> _Your instructions_
Format everything from the line containing "DETECT parked car row" down to the line containing "(899, 227), (940, 254)" as a numbered list, leaving out any blank lines.

> _Given entries_
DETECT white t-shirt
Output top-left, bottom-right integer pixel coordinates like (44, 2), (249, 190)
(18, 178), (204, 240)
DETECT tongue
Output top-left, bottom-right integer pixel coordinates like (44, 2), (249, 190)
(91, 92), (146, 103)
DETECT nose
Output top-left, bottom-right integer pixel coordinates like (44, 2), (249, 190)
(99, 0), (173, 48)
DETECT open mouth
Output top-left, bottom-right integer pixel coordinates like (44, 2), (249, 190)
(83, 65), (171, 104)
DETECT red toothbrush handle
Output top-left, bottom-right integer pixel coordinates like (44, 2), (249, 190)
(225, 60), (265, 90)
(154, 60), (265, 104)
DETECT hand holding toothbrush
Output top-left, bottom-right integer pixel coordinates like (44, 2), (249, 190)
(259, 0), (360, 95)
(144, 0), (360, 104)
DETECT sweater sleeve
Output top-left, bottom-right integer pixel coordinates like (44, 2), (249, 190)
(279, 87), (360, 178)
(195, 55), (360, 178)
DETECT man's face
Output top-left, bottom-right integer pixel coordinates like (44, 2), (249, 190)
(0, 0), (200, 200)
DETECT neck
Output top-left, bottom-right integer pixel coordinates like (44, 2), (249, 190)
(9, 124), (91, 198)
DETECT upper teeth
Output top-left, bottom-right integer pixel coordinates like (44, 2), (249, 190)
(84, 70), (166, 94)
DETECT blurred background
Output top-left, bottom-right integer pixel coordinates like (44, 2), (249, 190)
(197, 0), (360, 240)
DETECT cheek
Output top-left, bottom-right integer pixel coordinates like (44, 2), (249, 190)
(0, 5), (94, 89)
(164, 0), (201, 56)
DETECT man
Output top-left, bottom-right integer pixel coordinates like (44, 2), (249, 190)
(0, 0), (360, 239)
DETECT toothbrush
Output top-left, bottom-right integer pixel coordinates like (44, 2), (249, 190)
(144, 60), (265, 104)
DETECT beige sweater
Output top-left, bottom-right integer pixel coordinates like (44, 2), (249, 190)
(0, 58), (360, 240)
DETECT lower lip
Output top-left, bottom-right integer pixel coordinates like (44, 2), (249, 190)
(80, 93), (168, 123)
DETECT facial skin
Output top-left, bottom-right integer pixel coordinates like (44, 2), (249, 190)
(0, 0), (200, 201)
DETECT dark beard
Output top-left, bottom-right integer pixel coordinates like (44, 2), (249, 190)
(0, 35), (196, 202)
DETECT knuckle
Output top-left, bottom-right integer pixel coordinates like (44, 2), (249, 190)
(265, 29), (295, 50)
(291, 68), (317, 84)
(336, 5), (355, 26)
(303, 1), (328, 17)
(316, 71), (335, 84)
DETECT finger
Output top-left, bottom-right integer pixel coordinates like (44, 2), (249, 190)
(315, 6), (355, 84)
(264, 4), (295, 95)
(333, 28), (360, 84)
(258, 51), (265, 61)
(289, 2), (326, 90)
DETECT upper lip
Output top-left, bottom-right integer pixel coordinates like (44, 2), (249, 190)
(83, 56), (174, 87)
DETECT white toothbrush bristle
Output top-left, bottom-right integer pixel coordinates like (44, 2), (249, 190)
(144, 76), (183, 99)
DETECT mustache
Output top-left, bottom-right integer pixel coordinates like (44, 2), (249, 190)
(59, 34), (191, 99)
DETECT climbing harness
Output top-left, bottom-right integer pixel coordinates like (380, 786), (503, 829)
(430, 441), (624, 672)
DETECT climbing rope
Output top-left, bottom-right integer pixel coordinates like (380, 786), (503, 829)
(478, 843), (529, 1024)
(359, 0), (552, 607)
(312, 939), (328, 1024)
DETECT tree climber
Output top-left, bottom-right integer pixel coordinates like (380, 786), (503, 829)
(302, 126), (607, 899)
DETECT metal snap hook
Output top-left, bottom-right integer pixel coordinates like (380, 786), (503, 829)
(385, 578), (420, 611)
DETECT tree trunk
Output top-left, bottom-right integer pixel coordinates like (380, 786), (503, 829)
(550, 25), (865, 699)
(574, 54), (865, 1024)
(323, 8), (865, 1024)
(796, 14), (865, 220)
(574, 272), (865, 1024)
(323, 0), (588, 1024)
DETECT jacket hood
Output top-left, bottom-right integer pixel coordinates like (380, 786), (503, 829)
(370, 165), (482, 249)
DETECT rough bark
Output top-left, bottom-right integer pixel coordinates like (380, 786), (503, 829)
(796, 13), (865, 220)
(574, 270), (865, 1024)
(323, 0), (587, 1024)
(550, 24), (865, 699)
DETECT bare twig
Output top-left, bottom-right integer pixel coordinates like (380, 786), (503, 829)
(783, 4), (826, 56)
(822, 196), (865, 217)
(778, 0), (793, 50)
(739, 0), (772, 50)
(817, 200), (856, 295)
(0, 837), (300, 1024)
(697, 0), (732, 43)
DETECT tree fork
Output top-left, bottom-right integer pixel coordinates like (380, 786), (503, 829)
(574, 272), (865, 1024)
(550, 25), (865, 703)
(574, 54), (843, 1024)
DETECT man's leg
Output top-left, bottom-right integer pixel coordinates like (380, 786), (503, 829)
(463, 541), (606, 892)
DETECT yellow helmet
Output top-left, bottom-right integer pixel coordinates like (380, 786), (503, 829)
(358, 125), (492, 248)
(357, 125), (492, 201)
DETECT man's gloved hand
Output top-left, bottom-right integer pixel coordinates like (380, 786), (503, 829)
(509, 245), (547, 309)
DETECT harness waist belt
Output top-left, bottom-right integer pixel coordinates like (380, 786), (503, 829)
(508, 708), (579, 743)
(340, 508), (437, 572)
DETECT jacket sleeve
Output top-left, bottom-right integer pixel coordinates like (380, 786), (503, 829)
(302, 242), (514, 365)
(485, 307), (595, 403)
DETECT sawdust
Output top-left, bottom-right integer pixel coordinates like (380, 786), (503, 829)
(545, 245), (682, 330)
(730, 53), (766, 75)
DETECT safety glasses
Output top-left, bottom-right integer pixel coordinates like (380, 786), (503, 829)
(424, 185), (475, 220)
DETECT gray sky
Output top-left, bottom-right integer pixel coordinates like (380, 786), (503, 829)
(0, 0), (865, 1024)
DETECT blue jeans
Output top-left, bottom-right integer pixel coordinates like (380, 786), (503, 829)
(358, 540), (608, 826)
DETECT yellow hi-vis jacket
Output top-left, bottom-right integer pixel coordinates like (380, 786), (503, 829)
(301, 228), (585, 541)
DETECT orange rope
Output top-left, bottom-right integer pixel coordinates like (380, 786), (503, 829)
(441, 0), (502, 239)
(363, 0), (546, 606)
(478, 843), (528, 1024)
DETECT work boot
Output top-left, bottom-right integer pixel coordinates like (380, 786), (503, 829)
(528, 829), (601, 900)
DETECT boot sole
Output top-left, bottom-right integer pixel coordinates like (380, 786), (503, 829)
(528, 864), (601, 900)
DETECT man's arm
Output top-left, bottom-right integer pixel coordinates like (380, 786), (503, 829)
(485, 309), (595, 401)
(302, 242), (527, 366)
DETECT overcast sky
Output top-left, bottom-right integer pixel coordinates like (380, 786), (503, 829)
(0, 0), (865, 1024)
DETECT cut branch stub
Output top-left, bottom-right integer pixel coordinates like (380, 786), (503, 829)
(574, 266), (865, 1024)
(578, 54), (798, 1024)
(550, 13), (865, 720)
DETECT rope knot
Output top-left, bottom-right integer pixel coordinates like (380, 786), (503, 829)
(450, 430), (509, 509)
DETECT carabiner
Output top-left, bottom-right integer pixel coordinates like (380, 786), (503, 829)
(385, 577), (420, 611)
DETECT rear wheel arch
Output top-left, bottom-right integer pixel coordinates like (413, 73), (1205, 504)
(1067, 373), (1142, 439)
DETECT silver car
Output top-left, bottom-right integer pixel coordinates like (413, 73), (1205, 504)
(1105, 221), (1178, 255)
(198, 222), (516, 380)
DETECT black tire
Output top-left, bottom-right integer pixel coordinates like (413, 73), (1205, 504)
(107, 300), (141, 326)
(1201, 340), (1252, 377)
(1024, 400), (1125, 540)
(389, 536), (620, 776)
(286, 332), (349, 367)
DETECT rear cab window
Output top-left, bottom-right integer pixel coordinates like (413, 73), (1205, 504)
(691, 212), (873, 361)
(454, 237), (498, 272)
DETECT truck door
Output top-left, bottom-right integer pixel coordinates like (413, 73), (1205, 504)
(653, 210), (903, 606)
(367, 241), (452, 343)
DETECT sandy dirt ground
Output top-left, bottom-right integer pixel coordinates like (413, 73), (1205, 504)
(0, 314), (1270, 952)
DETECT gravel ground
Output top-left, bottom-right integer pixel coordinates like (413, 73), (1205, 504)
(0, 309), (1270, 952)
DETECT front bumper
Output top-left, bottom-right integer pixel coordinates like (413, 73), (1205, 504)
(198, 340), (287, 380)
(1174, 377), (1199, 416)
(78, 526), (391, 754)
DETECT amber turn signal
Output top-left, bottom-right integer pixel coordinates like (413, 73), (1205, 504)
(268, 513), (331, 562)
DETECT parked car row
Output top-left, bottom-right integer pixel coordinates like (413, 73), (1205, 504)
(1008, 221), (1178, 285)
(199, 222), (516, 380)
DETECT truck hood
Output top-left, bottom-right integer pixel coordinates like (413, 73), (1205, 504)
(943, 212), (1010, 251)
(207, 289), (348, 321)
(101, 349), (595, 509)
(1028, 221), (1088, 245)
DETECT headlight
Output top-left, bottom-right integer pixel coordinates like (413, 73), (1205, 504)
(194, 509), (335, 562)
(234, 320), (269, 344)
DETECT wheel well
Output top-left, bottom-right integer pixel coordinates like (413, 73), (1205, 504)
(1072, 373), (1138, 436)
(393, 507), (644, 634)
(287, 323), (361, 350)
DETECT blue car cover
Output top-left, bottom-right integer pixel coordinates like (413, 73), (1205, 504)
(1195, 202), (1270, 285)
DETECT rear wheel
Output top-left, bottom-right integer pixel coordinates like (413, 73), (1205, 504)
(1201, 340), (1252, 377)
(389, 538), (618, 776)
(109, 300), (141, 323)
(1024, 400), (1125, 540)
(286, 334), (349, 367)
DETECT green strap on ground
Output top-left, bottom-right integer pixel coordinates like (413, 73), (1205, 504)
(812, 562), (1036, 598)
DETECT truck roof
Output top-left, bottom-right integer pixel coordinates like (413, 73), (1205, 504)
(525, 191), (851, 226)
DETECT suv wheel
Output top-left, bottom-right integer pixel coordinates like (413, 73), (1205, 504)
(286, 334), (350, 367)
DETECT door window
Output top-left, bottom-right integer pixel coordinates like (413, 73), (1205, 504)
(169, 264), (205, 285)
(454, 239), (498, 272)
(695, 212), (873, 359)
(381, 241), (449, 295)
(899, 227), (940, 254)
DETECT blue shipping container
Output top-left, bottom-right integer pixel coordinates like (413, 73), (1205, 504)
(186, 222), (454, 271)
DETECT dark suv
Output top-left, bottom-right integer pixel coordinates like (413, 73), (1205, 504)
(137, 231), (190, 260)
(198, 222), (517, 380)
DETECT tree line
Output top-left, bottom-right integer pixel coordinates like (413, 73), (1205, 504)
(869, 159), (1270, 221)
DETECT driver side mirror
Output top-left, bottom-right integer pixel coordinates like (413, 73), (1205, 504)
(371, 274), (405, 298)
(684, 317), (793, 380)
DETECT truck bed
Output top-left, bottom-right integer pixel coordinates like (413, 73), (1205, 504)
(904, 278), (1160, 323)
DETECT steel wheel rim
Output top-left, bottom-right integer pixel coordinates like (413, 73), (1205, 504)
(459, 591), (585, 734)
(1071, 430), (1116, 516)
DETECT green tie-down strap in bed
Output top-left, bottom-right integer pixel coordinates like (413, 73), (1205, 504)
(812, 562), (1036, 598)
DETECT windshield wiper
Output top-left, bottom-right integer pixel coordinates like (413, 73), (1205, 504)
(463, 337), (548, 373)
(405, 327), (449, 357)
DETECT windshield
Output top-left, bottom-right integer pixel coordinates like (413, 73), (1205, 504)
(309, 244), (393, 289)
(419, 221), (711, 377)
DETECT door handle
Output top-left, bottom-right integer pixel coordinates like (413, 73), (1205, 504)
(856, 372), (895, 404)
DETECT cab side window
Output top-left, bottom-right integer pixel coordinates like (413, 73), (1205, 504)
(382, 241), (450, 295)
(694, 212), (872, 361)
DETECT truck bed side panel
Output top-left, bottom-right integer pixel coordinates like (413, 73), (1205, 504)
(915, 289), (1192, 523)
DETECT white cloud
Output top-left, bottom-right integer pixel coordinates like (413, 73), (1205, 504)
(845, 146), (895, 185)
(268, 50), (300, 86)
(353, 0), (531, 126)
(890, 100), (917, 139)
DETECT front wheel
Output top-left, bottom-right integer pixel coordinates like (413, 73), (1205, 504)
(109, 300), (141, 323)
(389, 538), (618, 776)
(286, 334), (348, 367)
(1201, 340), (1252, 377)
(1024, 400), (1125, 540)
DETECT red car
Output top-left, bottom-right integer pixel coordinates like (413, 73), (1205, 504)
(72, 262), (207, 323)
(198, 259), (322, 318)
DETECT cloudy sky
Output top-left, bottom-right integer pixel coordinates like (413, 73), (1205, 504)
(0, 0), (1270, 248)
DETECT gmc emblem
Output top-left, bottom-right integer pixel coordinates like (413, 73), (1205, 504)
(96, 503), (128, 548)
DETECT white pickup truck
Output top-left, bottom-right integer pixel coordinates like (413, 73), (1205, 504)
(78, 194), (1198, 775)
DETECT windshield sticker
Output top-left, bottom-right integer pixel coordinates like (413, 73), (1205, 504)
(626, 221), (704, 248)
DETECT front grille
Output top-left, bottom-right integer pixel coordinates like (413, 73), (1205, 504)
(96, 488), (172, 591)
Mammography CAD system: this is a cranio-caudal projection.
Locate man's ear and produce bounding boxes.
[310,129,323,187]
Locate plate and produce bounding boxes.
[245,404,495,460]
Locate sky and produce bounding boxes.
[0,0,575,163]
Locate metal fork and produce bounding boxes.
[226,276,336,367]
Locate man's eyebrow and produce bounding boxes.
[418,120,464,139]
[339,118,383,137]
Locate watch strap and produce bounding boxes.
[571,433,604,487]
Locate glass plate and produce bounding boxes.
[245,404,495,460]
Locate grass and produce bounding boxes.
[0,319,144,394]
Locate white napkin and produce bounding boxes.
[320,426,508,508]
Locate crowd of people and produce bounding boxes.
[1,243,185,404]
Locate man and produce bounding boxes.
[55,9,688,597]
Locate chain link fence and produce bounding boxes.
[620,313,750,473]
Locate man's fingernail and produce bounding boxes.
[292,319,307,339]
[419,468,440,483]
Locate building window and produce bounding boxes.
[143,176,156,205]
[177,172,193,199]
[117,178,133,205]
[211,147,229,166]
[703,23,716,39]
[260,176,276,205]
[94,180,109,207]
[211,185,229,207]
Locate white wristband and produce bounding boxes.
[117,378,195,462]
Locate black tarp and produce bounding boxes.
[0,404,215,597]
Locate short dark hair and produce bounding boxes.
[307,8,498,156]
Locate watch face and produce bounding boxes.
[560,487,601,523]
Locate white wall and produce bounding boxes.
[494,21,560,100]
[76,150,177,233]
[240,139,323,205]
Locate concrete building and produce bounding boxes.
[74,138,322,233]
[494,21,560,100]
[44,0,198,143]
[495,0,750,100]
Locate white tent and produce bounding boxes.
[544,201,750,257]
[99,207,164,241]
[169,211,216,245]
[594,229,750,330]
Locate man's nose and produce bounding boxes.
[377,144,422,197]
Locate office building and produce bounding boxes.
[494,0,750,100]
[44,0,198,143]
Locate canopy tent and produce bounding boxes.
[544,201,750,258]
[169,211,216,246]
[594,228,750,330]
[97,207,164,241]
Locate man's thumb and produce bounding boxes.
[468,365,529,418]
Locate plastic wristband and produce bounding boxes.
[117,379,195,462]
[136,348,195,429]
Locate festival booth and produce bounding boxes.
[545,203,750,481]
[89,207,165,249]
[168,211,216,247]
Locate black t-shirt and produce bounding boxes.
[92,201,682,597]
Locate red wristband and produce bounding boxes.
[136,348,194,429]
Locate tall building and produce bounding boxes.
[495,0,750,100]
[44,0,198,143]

> _Expected output_
1. DETECT parked car row
2. Output top-left, bottom-right integer pixel coordinates like (413, 73), (1205, 504)
3. (1008, 221), (1178, 285)
4. (199, 222), (516, 380)
5. DETECT truck hood
6. Output top-left, bottom-right integer pixel coordinates like (413, 73), (1205, 504)
7. (943, 212), (1010, 251)
8. (207, 289), (348, 321)
9. (101, 349), (595, 509)
10. (1028, 221), (1088, 245)
11. DETECT headlight
12. Output top-left, bottom-right integer pixel coordinates like (413, 73), (1205, 504)
13. (194, 509), (335, 562)
14. (234, 320), (269, 344)
15. DETECT wheel well
16. Output top-left, bottom-right integer pixel coordinates like (413, 73), (1205, 504)
17. (1072, 373), (1138, 436)
18. (393, 507), (644, 634)
19. (287, 323), (361, 350)
20. DETECT blue car cover
21. Output top-left, bottom-right integer pixel coordinates like (413, 73), (1205, 504)
22. (1195, 202), (1270, 285)
23. DETECT rear wheel
24. Output top-left, bottom-right integer pixel coordinates like (413, 73), (1205, 504)
25. (1201, 340), (1252, 377)
26. (389, 538), (618, 776)
27. (109, 300), (141, 323)
28. (1024, 400), (1125, 540)
29. (286, 334), (349, 367)
30. DETECT green strap on ground
31. Output top-left, bottom-right integer pixel coordinates like (413, 73), (1205, 504)
32. (812, 562), (1036, 598)
33. DETECT truck roof
34. Output top-left, bottom-right integer pixel coordinates like (413, 73), (1205, 504)
35. (525, 191), (851, 226)
36. DETECT suv wheel
37. Output top-left, bottom-right integer pixel coordinates like (413, 73), (1205, 504)
38. (286, 334), (350, 367)
39. DETECT door window
40. Output top-left, bottom-right integer pixel coordinates like (413, 73), (1205, 504)
41. (169, 264), (205, 285)
42. (454, 239), (498, 272)
43. (695, 212), (873, 359)
44. (381, 241), (449, 295)
45. (899, 227), (940, 254)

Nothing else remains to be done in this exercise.